## begin INFORMATION GIVEN

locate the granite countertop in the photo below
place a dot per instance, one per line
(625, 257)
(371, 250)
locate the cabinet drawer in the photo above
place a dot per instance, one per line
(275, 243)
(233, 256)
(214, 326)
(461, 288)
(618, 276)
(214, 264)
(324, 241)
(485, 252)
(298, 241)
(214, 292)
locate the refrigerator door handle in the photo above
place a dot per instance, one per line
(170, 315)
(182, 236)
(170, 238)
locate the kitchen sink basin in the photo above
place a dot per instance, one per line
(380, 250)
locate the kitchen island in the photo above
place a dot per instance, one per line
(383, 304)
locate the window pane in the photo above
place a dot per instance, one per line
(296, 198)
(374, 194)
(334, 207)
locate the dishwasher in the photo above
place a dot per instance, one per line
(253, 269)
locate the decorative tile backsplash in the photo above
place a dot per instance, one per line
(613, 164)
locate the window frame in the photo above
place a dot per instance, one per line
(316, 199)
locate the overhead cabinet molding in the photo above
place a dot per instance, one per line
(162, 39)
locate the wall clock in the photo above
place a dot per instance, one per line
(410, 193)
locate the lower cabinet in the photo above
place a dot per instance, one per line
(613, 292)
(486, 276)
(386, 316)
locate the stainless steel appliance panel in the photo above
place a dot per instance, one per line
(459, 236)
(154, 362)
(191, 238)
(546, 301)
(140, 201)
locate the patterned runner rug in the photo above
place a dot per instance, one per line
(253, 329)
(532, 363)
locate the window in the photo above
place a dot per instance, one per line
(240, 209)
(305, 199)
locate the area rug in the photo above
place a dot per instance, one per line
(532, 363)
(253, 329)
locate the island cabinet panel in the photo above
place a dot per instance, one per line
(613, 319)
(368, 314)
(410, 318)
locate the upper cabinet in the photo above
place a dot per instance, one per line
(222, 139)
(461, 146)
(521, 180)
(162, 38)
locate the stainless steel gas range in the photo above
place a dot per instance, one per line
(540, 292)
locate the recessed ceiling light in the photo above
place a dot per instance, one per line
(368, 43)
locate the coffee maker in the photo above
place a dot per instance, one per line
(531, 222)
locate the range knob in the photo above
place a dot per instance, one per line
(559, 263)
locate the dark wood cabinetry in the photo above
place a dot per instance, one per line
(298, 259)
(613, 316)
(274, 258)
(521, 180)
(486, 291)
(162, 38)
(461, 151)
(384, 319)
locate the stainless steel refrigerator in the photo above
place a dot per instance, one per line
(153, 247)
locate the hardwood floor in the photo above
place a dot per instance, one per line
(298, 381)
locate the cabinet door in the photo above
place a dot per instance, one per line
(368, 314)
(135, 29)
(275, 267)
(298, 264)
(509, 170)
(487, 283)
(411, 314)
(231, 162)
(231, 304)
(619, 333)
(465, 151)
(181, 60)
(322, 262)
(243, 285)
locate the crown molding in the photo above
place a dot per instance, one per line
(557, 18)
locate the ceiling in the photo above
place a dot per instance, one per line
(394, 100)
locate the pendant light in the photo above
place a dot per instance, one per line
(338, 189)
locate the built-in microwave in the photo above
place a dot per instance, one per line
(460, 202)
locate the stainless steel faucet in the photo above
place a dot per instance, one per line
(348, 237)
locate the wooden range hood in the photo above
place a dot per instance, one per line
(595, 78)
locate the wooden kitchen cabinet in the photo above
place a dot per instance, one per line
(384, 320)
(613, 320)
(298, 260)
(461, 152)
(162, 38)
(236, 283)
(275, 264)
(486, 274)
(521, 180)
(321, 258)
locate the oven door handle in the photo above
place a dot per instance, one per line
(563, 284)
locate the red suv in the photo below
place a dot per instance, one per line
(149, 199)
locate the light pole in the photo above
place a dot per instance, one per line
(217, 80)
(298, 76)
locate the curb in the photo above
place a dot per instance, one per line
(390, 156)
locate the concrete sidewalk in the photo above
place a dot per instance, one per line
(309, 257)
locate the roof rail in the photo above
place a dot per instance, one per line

## end INFORMATION GIVEN

**GIVEN REQUEST**
Reproduce every one of the rows above word for word, keeping each on its own line and changing nothing.

**COMPLETE ANSWER**
locate the granite countertop in the photo below
place a dot per instance, one per line
(625, 257)
(371, 250)
locate the cabinet drawer in the photo above
place a dot per instance, one per line
(275, 243)
(233, 256)
(214, 326)
(461, 288)
(618, 276)
(214, 264)
(324, 241)
(485, 252)
(298, 241)
(214, 292)
locate the refrigerator door handle in the photo above
place a dot per instance, one per line
(170, 315)
(182, 236)
(170, 238)
locate the kitchen sink basin in the photo above
place a dot per instance, one per line
(380, 250)
locate the kitchen island in the photo above
place a dot per instance, one per line
(383, 304)
locate the window pane in the photo above
place a dot per instance, one per line
(296, 198)
(374, 194)
(334, 207)
locate the dishwasher in the photo above
place a dot per instance, one per line
(253, 269)
locate the decorative tile backsplash in the photo above
place a dot per instance, one per line
(613, 164)
locate the window frame in the photo above
place a dot per instance, one per line
(316, 199)
locate the overhead cabinet molding in the photo above
place a dot per instance, one per line
(162, 39)
locate the wall clock in the photo above
place a dot per instance, one per line
(410, 193)
locate the lower cabinet in the photo above
place a dot per instance, one per line
(613, 292)
(486, 276)
(386, 316)
locate the stainless steel appliance panel in the photo above
place a dot per instance, one per line
(459, 236)
(154, 362)
(191, 238)
(546, 301)
(140, 201)
locate the patterned runner rug in the photo above
place a dot per instance, one per line
(253, 329)
(532, 363)
locate the window in the photo above
place a dot per instance, one per line
(240, 209)
(305, 199)
locate the area rug in the photo above
place a dot per instance, one per line
(532, 363)
(253, 329)
locate the island cabinet panel in the photo above
place a dot per instance, one per line
(613, 319)
(368, 314)
(410, 318)
locate the upper cabinet in the photo above
place a dot per instance, one per line
(222, 139)
(461, 146)
(521, 180)
(162, 38)
locate the stainless steel gas range in the photo above
place a dot per instance, one per line
(540, 292)
locate the recessed ceiling light in the photo above
place a dot per instance, one per line
(368, 43)
locate the coffee maker in the photo above
place a dot per instance, one per line
(531, 222)
locate the range knob in the photo above
place a dot per instance, one per line
(559, 263)
locate the dark wood cabinetry in the photo above
place a dot per instance, one per line
(298, 259)
(613, 316)
(274, 258)
(521, 180)
(486, 291)
(162, 38)
(461, 151)
(384, 319)
locate the stainless steel refrigerator in the photo above
place a dot per instance, one per line
(153, 247)
locate the hardwood floor in the photo above
place a dot per instance, one per line
(298, 381)
locate the cabinet door in the photo above
place a dot per instance, one per line
(368, 314)
(135, 29)
(275, 267)
(298, 264)
(509, 170)
(487, 283)
(411, 314)
(231, 162)
(231, 304)
(619, 333)
(465, 151)
(181, 60)
(322, 262)
(243, 285)
locate the crown molding in the photo above
place a dot per instance, one per line
(557, 18)
locate the ceiling in the photo above
place a dot per instance, one per line
(394, 100)
locate the pendant light in the photo above
place a dot per instance, one per line
(338, 189)
locate the built-in microwave in the photo above
place a dot per instance, one per line
(460, 202)
locate the stainless steel faucet in the photo above
place a dot per instance, one per line
(348, 237)
locate the wooden range hood in the photo above
place a dot per instance, one per line
(595, 78)
locate the wooden kitchen cabinet in the photo above
place a dot per instance, one per line
(384, 320)
(613, 320)
(298, 260)
(461, 152)
(162, 38)
(236, 283)
(275, 264)
(486, 274)
(521, 180)
(321, 258)
locate the oven door handle in the photo above
place a dot per instance, one per line
(563, 284)
locate the red suv in the photo below
place a dot per instance, one per line
(149, 199)
locate the light pole in the photo above
place a dot per instance, one per line
(217, 80)
(298, 76)
locate the curb in the photo above
place a dot per instance, one per line
(390, 156)
locate the concrete sidewalk in the photo above
place a dot per instance, one per line
(309, 257)
locate the roof rail in the photo above
place a dot per instance, one per line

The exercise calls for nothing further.